TEXT SHOWN:
Obesity and our general lack of fitness apart, the consequences of our poor diet are showing up in the fact that we tend to be significantly sicker than is the pattern in other developed nations, and we are dying younger than they do. Beyond that, our children are increasingly developing various conditions at a rate that is alarming. As the military comment regularly—because they have to reject so many candidates for physical reasons--we are not a healthy nation to the point here it has become a National Security issue.

Is our food the reason? I have no doubt at all but that it plays a major role in our current health plight. Next in line I would put lifestyle, and thirdly it is worth noting that we live in a massively polluted environment. Our air, land, and water is contaminated.

Are we doing much about it? Well, there is an organic movement, and many manufacturers are dropping High Fructose Corn Syrup—but, essentially, we are doing very little. The quality of our food has not yet become a major political issue. It needs to.

EXERCISE PROMPT:
In the passage on diet and national health, what does the writer put next in line after food as a cause of the current health plight?

DATA ENTRIES:

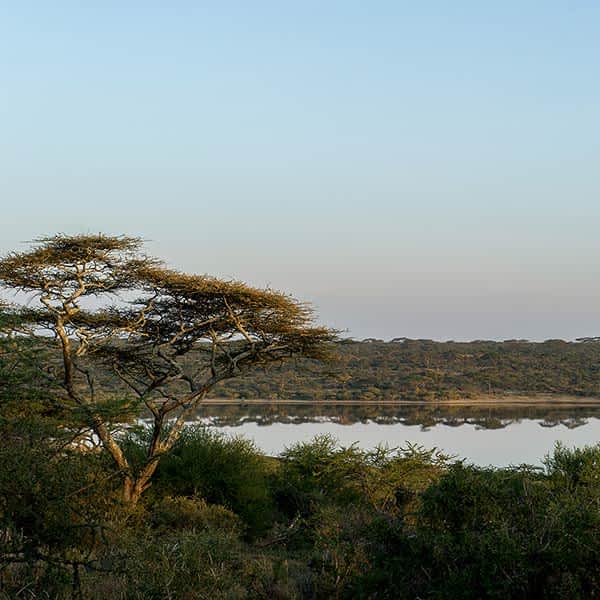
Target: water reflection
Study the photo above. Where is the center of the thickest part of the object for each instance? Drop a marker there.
(424, 415)
(496, 435)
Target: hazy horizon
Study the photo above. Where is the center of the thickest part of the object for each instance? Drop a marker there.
(427, 171)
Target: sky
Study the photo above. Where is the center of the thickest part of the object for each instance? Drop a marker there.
(420, 169)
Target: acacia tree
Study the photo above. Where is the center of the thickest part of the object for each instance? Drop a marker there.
(132, 334)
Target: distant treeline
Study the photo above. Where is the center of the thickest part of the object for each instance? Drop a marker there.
(427, 370)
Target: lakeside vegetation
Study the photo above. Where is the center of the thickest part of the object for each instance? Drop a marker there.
(223, 521)
(426, 370)
(95, 505)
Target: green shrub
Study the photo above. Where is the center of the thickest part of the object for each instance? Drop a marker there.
(223, 470)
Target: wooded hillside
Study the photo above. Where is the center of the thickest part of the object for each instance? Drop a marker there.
(428, 370)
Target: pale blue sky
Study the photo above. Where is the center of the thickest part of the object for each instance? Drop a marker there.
(428, 169)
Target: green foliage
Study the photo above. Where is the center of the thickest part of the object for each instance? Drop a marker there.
(427, 370)
(182, 513)
(497, 533)
(223, 470)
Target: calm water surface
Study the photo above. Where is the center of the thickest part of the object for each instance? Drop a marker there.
(497, 436)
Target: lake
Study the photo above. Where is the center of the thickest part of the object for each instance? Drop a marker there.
(498, 435)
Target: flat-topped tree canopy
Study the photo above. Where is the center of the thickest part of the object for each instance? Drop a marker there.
(167, 336)
(61, 266)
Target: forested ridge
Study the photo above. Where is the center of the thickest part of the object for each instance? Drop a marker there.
(429, 370)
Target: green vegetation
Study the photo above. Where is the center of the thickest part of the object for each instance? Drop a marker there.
(427, 370)
(217, 518)
(320, 521)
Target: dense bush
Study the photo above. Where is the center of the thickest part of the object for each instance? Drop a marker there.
(223, 470)
(325, 522)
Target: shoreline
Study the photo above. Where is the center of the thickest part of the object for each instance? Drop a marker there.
(492, 400)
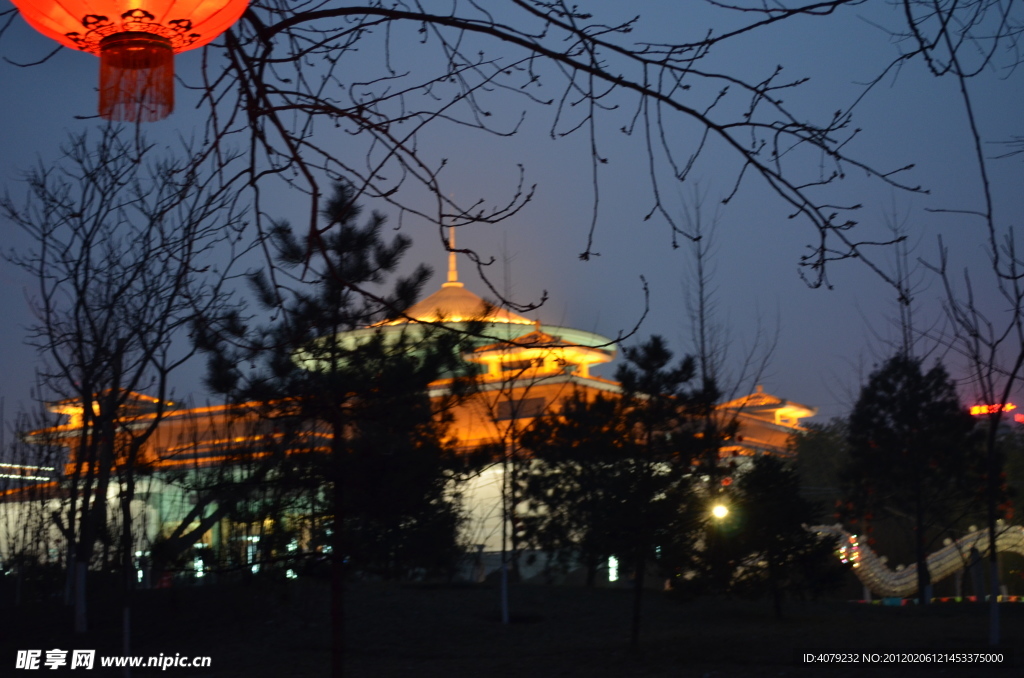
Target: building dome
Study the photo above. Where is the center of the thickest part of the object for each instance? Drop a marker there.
(454, 303)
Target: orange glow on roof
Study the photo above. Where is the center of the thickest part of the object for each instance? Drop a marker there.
(978, 410)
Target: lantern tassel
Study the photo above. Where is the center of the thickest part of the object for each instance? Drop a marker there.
(136, 77)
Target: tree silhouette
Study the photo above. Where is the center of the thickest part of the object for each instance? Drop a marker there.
(576, 482)
(775, 551)
(358, 405)
(912, 456)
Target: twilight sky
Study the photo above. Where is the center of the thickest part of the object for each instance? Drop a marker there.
(827, 340)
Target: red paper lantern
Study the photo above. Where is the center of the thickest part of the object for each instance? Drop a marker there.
(136, 41)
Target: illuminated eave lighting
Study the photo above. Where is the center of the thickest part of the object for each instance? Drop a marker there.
(981, 410)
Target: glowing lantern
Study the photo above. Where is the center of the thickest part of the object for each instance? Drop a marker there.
(136, 41)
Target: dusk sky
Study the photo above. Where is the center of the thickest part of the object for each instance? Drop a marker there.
(828, 340)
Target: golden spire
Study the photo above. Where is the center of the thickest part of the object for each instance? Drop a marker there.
(453, 267)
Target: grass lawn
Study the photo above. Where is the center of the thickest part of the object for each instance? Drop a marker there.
(423, 631)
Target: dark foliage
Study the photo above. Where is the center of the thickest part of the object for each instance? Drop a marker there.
(913, 457)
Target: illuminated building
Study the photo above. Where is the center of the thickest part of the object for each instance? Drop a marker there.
(525, 369)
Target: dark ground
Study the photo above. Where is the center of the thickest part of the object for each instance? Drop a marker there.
(401, 630)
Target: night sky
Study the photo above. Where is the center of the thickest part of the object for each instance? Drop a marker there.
(827, 340)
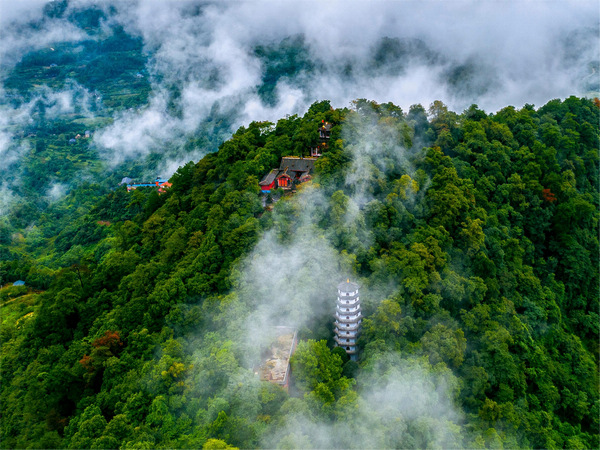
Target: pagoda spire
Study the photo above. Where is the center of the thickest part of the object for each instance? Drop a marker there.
(348, 318)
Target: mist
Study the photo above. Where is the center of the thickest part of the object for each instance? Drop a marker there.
(218, 58)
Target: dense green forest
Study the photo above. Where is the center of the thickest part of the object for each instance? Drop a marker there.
(474, 238)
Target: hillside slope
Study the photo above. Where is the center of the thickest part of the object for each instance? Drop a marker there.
(474, 237)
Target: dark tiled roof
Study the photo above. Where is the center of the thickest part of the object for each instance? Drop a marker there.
(348, 286)
(296, 164)
(269, 178)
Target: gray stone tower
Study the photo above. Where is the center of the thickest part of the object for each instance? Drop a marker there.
(348, 318)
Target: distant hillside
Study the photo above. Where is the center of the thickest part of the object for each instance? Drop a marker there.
(473, 236)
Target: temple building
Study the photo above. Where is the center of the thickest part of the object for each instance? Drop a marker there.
(348, 318)
(292, 171)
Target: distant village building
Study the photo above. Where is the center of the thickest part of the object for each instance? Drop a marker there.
(348, 318)
(275, 366)
(324, 131)
(159, 183)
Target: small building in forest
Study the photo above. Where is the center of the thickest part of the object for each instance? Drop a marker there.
(292, 171)
(324, 131)
(269, 181)
(159, 183)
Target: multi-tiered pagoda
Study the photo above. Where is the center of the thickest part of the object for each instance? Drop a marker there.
(348, 318)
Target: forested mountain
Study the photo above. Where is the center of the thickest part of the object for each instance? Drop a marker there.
(474, 237)
(141, 318)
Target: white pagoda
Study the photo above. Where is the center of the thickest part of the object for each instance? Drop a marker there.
(348, 318)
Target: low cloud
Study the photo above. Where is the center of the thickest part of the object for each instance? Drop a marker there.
(206, 74)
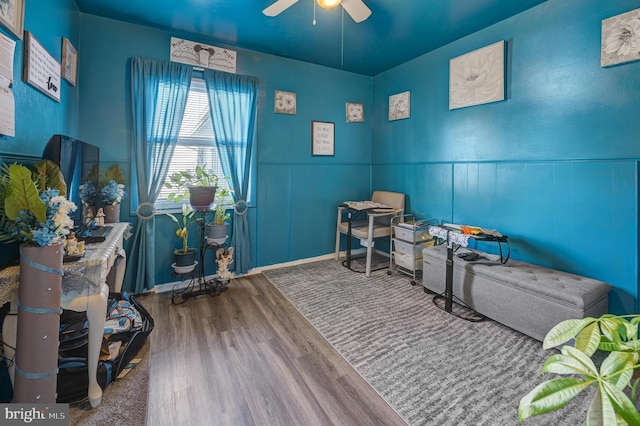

TASK ANSWER:
Lifestyle.